Exercise brief:
Copy out the records below, swapping each "bird's beak" for "bird's bill" and keeping everything else the same.

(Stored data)
• • • • •

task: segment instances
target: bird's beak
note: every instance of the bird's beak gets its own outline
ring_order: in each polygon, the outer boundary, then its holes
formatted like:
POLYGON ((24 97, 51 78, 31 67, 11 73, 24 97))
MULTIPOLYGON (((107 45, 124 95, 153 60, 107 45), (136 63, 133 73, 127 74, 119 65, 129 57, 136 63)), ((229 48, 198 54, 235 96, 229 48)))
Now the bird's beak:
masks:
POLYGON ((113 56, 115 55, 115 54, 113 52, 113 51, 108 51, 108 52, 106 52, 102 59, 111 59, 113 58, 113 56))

• • • • •

Task result:
task: segment instances
target: bird's bill
note: every instance of the bird's bill gets its own outline
ring_order: in each polygon, the outer boundary, then its holes
formatted like:
POLYGON ((24 97, 51 78, 31 67, 11 73, 24 97))
MULTIPOLYGON (((107 45, 124 95, 153 60, 107 45), (136 63, 133 73, 127 74, 119 65, 129 57, 136 63)), ((229 48, 198 54, 235 96, 229 48)))
Now the bird's bill:
masks:
POLYGON ((113 56, 115 55, 115 54, 113 52, 113 51, 108 51, 108 52, 106 52, 102 59, 111 59, 113 58, 113 56))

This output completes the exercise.